McGill University has tracked almost 350 instances of blackface in Canada between 1841 to 2016 — from the composer of the Canadian national anthem travelling as a blackface minstrel in the mid-1800s, to “Black Pete” being welcomed at an Edmonton bakery just a couple of years ago.

Before the scandal, the vast majority of Canadians believed Trudeau was more tolerant, compassionate and influential compared to Scheer, his main political opponent, according to a recent poll.

“He (Trudeau) had built up a tremendous base and foundation of goodwill,” said Shachi Kurl, executive director of the polling firm Angus Reid Institute. “The question becomes does that deep base enable him to survive this, or is it more damaging?”

“He had built up a tremendous base and foundation of goodwill.”

- Shachi Kurl

This scandal could devastate the support Trudeau draws from progressive voters, whom he rallied under the Liberal’s “big red tent” last election, leading to his unexpected victory, she said.

» **Prompt a**
Transcribe the news excerpt about the Trudeau blackface scandal, starting at the words "- Shachi Kurl" and ending after the words "victory, she said.".

» **Excerpted data**
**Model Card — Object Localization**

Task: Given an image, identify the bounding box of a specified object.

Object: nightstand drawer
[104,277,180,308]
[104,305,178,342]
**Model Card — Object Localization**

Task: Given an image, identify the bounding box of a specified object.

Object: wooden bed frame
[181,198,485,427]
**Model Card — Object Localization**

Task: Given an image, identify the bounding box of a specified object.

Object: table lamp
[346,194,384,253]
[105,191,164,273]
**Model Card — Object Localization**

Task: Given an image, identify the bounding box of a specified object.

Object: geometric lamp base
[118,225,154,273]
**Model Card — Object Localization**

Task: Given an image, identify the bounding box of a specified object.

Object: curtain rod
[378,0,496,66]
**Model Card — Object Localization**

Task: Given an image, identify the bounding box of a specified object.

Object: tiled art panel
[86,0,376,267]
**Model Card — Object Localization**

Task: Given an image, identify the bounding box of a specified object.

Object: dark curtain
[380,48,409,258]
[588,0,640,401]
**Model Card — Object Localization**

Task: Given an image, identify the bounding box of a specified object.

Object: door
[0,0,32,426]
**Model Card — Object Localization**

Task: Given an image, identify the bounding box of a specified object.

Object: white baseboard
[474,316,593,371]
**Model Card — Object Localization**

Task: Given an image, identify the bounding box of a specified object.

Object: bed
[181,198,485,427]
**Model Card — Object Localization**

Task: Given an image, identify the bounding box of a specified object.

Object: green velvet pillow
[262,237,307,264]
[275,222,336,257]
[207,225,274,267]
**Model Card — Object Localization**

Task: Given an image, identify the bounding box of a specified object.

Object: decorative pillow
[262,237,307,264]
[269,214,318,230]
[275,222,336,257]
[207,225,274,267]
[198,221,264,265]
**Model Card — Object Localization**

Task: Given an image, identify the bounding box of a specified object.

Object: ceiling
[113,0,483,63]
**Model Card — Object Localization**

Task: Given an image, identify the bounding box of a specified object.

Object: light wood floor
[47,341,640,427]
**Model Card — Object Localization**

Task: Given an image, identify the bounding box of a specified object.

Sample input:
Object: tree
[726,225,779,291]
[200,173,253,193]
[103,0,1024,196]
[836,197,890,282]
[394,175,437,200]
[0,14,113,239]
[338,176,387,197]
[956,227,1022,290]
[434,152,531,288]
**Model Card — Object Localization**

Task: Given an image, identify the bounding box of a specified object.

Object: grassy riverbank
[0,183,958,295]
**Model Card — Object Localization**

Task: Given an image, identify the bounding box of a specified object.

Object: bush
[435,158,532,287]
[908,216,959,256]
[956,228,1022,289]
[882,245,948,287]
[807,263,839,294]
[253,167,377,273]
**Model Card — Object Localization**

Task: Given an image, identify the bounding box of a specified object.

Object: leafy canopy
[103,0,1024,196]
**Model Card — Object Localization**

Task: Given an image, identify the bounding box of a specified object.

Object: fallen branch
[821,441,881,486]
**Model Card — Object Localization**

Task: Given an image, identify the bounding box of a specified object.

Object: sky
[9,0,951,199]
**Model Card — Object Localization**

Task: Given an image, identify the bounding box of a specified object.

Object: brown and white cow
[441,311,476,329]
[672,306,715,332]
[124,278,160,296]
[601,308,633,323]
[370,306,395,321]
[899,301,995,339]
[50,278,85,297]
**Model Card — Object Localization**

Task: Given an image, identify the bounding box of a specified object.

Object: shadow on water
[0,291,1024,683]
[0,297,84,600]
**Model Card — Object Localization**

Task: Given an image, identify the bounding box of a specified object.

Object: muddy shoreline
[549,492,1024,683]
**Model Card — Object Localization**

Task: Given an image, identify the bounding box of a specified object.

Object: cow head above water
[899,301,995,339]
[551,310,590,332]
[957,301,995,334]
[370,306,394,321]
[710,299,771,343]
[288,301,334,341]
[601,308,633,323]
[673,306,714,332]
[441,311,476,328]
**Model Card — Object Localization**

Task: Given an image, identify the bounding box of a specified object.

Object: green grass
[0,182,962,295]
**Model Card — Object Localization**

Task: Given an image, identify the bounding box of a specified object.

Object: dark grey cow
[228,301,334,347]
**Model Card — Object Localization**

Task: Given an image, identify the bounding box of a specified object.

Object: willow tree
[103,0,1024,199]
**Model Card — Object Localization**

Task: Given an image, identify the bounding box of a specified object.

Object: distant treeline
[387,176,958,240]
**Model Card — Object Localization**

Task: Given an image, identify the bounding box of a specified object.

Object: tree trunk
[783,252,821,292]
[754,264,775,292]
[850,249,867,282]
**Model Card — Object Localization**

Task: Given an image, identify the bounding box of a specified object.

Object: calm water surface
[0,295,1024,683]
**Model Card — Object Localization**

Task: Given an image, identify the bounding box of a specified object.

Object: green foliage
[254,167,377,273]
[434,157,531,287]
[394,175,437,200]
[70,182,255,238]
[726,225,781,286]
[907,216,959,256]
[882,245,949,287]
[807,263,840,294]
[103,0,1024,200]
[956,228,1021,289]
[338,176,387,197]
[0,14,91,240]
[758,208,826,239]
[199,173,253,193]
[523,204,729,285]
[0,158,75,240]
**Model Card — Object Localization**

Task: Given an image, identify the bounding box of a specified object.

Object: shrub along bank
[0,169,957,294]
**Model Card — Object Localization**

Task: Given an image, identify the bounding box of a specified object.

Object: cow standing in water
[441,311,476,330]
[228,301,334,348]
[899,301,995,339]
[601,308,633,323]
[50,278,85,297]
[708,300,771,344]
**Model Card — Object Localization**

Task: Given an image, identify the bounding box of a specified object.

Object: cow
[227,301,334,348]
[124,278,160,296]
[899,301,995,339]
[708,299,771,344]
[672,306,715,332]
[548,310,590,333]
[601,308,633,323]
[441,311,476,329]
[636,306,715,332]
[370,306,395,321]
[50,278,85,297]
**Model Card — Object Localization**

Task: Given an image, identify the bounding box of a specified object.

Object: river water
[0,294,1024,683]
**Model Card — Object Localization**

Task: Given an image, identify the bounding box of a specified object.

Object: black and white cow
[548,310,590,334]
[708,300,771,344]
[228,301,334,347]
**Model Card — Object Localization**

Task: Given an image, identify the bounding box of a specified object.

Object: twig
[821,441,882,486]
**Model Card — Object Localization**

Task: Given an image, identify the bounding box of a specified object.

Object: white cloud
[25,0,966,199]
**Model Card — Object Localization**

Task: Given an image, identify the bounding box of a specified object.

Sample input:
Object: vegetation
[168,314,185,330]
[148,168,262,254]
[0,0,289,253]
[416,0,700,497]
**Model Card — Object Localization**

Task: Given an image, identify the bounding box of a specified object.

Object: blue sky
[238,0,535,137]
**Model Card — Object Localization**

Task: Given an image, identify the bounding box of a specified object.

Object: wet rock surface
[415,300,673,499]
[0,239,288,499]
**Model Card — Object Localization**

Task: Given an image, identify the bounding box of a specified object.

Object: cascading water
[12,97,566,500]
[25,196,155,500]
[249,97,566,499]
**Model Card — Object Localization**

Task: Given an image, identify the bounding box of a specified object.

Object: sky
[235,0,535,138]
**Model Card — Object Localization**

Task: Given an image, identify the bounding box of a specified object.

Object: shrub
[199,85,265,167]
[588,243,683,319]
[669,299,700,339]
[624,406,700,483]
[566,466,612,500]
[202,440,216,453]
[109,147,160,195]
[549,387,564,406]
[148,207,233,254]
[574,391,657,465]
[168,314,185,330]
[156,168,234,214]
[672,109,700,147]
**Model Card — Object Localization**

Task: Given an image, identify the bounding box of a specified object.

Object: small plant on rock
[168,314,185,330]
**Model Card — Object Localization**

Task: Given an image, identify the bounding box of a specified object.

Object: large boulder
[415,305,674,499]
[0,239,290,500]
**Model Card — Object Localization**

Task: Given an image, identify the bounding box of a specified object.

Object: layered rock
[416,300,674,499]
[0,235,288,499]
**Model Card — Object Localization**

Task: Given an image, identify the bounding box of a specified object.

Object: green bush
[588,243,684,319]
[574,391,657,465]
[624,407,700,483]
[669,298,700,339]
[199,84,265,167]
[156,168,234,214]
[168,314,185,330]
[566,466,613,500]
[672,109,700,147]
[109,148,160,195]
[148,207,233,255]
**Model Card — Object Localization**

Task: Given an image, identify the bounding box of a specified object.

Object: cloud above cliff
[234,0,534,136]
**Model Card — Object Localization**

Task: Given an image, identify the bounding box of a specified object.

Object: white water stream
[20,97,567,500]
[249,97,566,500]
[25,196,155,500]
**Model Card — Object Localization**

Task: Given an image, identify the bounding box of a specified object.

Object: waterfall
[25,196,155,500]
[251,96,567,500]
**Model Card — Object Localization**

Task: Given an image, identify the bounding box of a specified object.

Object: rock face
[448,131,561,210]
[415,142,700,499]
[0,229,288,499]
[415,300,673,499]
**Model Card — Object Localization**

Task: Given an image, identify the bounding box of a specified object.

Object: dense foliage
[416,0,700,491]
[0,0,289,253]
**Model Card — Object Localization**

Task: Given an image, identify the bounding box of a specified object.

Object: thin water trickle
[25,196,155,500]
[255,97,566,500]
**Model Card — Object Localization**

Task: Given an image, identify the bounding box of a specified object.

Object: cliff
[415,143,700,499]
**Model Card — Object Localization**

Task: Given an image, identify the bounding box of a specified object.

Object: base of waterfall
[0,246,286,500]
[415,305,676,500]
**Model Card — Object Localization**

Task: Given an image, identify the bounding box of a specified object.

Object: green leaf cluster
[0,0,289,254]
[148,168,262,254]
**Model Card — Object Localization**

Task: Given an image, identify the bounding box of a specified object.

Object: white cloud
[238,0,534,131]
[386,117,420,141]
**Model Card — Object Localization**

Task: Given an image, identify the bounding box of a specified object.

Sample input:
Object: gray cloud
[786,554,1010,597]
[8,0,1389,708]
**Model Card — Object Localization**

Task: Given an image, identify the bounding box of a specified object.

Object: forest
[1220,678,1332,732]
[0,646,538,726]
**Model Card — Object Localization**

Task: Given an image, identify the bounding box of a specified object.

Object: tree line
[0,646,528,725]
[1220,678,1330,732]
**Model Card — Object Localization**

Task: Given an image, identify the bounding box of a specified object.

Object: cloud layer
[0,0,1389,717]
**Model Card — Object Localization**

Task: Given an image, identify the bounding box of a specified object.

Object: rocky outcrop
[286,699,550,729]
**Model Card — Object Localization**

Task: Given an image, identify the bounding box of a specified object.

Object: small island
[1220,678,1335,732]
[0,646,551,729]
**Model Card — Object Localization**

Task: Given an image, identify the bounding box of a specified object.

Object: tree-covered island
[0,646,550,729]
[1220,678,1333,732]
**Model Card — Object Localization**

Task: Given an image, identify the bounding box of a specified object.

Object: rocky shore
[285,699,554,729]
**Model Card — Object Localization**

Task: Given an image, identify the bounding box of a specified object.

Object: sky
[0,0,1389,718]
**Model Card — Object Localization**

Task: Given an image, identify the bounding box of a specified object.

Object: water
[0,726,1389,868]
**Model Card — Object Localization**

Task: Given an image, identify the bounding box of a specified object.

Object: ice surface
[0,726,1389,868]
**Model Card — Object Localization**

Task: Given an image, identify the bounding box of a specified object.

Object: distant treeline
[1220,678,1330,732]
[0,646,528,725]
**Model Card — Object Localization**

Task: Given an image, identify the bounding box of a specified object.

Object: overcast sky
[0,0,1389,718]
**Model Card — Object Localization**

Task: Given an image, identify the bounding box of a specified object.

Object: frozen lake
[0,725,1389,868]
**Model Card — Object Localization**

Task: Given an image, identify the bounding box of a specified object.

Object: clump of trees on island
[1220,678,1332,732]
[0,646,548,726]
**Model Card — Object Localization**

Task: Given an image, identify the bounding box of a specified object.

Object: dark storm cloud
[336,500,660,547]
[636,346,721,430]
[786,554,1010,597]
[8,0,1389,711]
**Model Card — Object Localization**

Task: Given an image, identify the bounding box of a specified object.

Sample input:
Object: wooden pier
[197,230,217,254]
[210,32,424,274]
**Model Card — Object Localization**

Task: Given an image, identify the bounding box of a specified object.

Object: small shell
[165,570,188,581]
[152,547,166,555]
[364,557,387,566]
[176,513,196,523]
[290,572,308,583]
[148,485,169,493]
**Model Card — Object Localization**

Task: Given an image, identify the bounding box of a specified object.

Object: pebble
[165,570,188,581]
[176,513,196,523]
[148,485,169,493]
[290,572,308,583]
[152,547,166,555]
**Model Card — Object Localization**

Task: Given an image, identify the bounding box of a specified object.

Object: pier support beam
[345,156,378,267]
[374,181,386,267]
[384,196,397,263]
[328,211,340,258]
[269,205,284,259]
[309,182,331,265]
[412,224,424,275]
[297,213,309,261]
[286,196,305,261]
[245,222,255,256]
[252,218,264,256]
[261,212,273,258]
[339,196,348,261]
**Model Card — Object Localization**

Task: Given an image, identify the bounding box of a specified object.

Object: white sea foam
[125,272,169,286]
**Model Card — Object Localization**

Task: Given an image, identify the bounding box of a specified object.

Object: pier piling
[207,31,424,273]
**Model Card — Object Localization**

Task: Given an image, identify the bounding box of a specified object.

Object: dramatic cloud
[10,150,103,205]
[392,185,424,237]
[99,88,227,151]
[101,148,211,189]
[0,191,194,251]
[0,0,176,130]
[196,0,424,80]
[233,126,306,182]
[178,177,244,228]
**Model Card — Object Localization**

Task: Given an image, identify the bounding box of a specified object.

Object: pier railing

» **Prompt b**
Filter the records and copy every line that contains the string "wooden", treating uppercase and lowercase as different.

» **Exercise solution a**
- Shachi Kurl

This scandal could devastate the support Trudeau draws from progressive voters, whom he rallied under the Liberal’s “big red tent” last election, leading to his unexpected victory, she said.

» **Exercise solution b**
Object: wooden bed frame
Object: wooden pier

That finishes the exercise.